§ **EXTRACT PROVIDED**:
+===+
Let me roll out the spoiler bandwagon right now. This book is an absolute must-read for anyone in the IT industry, regardless of your department or speciality. Now, moving on.

If you haven’t read it before, The Phoenix Project is about the journey of an ops technician named Bill Palmer. Bill is thrown in the deep end and is forced to take over the whole IT department of a manufacturing company that is on the verge of bankruptcy and becoming outsourced as a result of failing software solutions to compete with their competitors. What Bill finds is an internal war between development and operations teams that leaves the company with delayed and broken releases (we’ve all been there before). This clusterfuck begins a quest to solve this infamous problem of which much of the IT industry has struggled with for decades. Over the next several months, and with the mentoring from some great characters, Bill learns the principles of DevOps and completely transforms the company into an automated and smart-working machine.

What practical lessons did I learn from The Phoenix Project?

IT work is EXACTLY like a manufacturing plant floor:

On a plant floor, materials come in on the left and leave as finished products on the right. These materials pass through a series of work centres as they are assembled. We call this work-in-progress or “WIP.”

Specific work centres can sometimes become constraints, that is, the particular task at said work centre takes longer to complete than the flow of WIP leading to it. In the IT world, we call this technical debt; new requests, problems and bugs that are coming in before existing issues have been addressed. Eventually, this leads to an unfathomable amount of technical debt. To address this, one must control the flow of WIP to the constraint as not to begin the accumulation of technical debt.

Visualisation gives overview:

Being able to visualise WIP is essential to maintain its flow. Kanban boards are an excellent tool for this.

A basic kanban consists of three columns: “to do,” “doing,” and “done.” These columns contain task cards. All outstanding and required task cards reside in the “to do” column. These cards are then prioritised and moved into the “doing” column in small numbers as not to create a constraints. Only once they’re completed can they be moved to the “done” column.

Cards should never be introduced into the “doing” column until all its existing cards have been completed. This process ensures a constant flow of work and makes sure only priority tasks are under the microscope at any given time.

Ten deploys per day:

The key to DevOps’ success is continual improvement. While developers have become agile and quick to respond to new requests over the last 15 years, operations fell behind. Devs wanted their code released quickly and regularly, while ops didn’t want to make any changes to the servers as not to break them. Devs wanted speed, ops wanted stability. In order to counter this conundrum, ops needed to become agile. We achieve this through several tools and concepts.
+===+
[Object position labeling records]
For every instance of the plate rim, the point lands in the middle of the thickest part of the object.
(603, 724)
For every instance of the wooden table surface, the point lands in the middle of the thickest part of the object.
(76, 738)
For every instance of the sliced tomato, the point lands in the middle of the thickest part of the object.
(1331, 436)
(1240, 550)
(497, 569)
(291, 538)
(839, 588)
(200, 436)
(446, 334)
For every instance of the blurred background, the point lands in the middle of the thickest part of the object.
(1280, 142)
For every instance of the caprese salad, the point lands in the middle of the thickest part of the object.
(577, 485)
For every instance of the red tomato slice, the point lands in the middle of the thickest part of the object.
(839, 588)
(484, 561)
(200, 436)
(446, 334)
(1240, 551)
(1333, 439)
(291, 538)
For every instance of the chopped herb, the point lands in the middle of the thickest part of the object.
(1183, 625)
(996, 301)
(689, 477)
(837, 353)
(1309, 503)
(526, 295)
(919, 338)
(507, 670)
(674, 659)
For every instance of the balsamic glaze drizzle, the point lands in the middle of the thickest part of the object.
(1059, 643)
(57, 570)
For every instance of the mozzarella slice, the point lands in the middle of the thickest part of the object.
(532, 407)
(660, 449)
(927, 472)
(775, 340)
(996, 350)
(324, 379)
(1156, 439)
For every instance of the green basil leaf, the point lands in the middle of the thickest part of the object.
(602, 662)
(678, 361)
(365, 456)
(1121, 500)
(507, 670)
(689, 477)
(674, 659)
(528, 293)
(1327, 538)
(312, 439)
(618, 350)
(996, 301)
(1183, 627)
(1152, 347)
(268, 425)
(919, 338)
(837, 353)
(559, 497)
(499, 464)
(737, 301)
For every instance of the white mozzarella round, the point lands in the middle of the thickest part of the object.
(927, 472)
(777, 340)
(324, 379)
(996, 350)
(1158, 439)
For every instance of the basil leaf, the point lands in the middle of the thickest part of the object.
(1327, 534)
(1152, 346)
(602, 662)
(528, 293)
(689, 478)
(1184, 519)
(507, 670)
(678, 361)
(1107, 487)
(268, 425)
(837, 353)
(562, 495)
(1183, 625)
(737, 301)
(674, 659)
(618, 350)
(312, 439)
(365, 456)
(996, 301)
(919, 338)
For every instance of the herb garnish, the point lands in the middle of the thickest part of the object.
+===+
§ **TASK SET**:
1. In the passage on The Phoenix Project, condense the paragraph beginning "A basic kanban consists of three columns" into a short bulleted list that keeps its main facts.
2. From the records, output the stretch from the line containing "For every instance of the red" through the line containing "(1156, 439)" as a numbered list, leaving out any blank lines.

§ **RESULTS OF THE EXERCISE**:
1.
- A basic kanban has three columns, "to do," "doing," and "done," which hold task cards.
- All outstanding and required cards sit in the "to do" column.
- Cards are prioritized and moved into "doing" in small numbers so that no constraint forms.
- A card moves to "done" only once it is completed.

2.
1. For every instance of the red tomato slice, the point lands in the middle of the thickest part of the object.
2. (839, 588)
3. (484, 561)
4. (200, 436)
5. (446, 334)
6. (1240, 551)
7. (1333, 439)
8. (291, 538)
9. For every instance of the chopped herb, the point lands in the middle of the thickest part of the object.
10. (1183, 625)
11. (996, 301)
12. (689, 477)
13. (837, 353)
14. (1309, 503)
15. (526, 295)
16. (919, 338)
17. (507, 670)
18. (674, 659)
19. For every instance of the balsamic glaze drizzle, the point lands in the middle of the thickest part of the object.
20. (1059, 643)
21. (57, 570)
22. For every instance of the mozzarella slice, the point lands in the middle of the thickest part of the object.
23. (532, 407)
24. (660, 449)
25. (927, 472)
26. (775, 340)
27. (996, 350)
28. (324, 379)
29. (1156, 439)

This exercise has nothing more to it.